Excerpts of pointing data:
[Start]

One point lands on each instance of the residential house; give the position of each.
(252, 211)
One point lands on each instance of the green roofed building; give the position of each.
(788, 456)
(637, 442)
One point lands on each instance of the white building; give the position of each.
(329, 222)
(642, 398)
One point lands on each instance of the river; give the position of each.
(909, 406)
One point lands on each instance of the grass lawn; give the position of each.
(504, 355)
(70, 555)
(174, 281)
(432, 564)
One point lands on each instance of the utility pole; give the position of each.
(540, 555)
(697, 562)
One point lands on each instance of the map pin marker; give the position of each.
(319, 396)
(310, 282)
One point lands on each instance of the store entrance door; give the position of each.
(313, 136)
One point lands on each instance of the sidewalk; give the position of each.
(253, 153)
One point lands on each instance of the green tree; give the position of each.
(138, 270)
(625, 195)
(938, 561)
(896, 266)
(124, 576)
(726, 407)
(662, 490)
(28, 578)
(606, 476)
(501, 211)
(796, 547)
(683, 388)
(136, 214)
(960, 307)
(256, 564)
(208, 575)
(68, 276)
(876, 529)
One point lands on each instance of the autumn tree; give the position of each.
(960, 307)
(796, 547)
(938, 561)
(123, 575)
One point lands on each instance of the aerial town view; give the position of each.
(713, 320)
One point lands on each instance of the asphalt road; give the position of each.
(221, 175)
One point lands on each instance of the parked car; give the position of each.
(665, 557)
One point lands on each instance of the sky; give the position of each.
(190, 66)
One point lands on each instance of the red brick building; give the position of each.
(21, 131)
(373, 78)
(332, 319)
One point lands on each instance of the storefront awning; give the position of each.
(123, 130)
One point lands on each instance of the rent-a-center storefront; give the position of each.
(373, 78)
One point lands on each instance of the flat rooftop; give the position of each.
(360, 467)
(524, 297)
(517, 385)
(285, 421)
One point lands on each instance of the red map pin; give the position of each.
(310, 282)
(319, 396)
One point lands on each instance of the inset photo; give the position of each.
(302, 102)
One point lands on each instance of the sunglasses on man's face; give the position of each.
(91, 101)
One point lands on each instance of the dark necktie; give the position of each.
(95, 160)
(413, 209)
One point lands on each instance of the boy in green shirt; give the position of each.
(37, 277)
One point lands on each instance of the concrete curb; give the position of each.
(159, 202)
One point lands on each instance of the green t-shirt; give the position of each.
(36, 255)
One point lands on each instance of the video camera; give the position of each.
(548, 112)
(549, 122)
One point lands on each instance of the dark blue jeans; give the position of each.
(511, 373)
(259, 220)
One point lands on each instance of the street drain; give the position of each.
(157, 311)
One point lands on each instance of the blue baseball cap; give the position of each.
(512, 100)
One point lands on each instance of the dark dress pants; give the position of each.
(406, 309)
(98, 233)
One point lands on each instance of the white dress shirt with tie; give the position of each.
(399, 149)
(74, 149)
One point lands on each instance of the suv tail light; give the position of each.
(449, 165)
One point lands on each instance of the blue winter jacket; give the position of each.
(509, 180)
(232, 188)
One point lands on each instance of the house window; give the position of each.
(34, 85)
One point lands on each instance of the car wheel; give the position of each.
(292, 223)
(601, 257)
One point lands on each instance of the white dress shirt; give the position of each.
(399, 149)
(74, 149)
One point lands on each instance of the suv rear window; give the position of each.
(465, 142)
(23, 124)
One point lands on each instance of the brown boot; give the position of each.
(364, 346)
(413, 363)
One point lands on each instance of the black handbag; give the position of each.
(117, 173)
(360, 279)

[End]

Challenge:
Transcribe the data. Leave every line exactly as it is.

Full answer:
One point lands on each instance of the residential house; give the position of each.
(252, 211)
One point lands on each instance of the green roofed building; give the position of each.
(788, 456)
(637, 442)
One point lands on each instance of the white building; give the position of each.
(329, 222)
(642, 398)
One point lands on each instance of the river; give the position of each.
(909, 406)
One point lands on each instance of the grass lawn; give the position of each.
(504, 355)
(70, 555)
(174, 281)
(432, 564)
One point lands on each instance of the utility pole; give the position of each.
(540, 555)
(697, 562)
One point lands on each instance of the map pin marker; give the position of each.
(319, 396)
(310, 282)
One point lands on each instance of the store entrance door; give the position of each.
(313, 136)
One point lands on each instance of the sidewalk; give the position of each.
(253, 153)
One point lands on each instance of the green tree; give the position of each.
(138, 270)
(625, 195)
(938, 561)
(896, 266)
(124, 576)
(726, 407)
(662, 490)
(28, 578)
(606, 476)
(501, 211)
(796, 547)
(683, 388)
(136, 214)
(960, 307)
(256, 564)
(208, 575)
(68, 276)
(876, 529)
One point lands on each instance of the autumn tree; give the position of each.
(960, 307)
(796, 547)
(938, 561)
(123, 575)
One point lands on each instance of the aerial town view; give the position of each.
(713, 320)
One point lands on each instance of the asphalt road; give the position of each.
(221, 175)
One point lands on each instance of the parked car; give the position of each.
(665, 557)
One point lands on each instance of the sky; give the position of each.
(190, 66)
One point lands on each instance of the red brick building; give the position of each.
(21, 131)
(373, 78)
(332, 319)
One point lands on each instance of the storefront awning; give the position of each.
(123, 130)
One point lands on each instance of the rent-a-center storefront; give the position of each.
(373, 78)
One point lands on each instance of the flat rooftop; give the position of each.
(360, 467)
(524, 297)
(517, 385)
(285, 421)
One point lands on each instance of the red map pin; give the position of each.
(310, 282)
(319, 396)
One point lands on each instance of the inset photo; give the position of each.
(302, 102)
One point lands on each instance of the sunglasses on man's face; give the position of each.
(91, 101)
One point lands on each instance of the dark necktie; give the position of each.
(95, 160)
(413, 209)
One point lands on each instance of the boy in green shirt; give the position of each.
(37, 277)
One point lands on each instance of the concrete curb; give the position of each.
(159, 202)
One point lands on each instance of the green t-shirt; give the position of each.
(36, 255)
One point lands on each instance of the video camera; give the position of each.
(548, 112)
(549, 122)
One point lands on each instance of the dark blue jeans; give the position of each.
(511, 373)
(259, 220)
One point lands on each instance of the street drain; give the position of each.
(157, 311)
One point lands on each instance of the blue baseball cap; give the position of each.
(512, 100)
One point lands on each instance of the dark dress pants; give the position of each.
(406, 309)
(98, 233)
One point lands on each instance of the white dress shirt with tie; give the position of each.
(399, 149)
(74, 149)
One point lands on each instance of the suv tail light; give the position of each.
(449, 165)
One point lands on each instance of the blue winter jacket; give the position of each.
(509, 180)
(232, 188)
One point lands on each instance of the house window; give the position of each.
(34, 85)
One point lands on each instance of the car wheel; give the position of each.
(292, 223)
(601, 257)
One point lands on each instance of the white dress shirt; give the position of each.
(399, 149)
(74, 149)
One point lands on each instance of the suv rear window; give the position of each.
(465, 142)
(23, 124)
One point lands on each instance of the brown boot; give the position of each.
(364, 346)
(413, 363)
One point lands on each instance of the black handbag; give the position of each.
(117, 173)
(360, 279)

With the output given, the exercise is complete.